■ What you will do: Transcribe the following lines of data verbatim, preserving every character and line break.

(Data lines)
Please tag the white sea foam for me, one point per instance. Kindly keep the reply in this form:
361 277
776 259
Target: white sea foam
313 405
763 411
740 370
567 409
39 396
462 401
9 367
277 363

■ Written reply:
Please tag the white sea foam for me, one point per instance. Kindly keep the reply in this form:
361 277
776 259
Target: white sea foam
313 405
763 411
740 370
567 409
39 396
462 401
9 367
277 363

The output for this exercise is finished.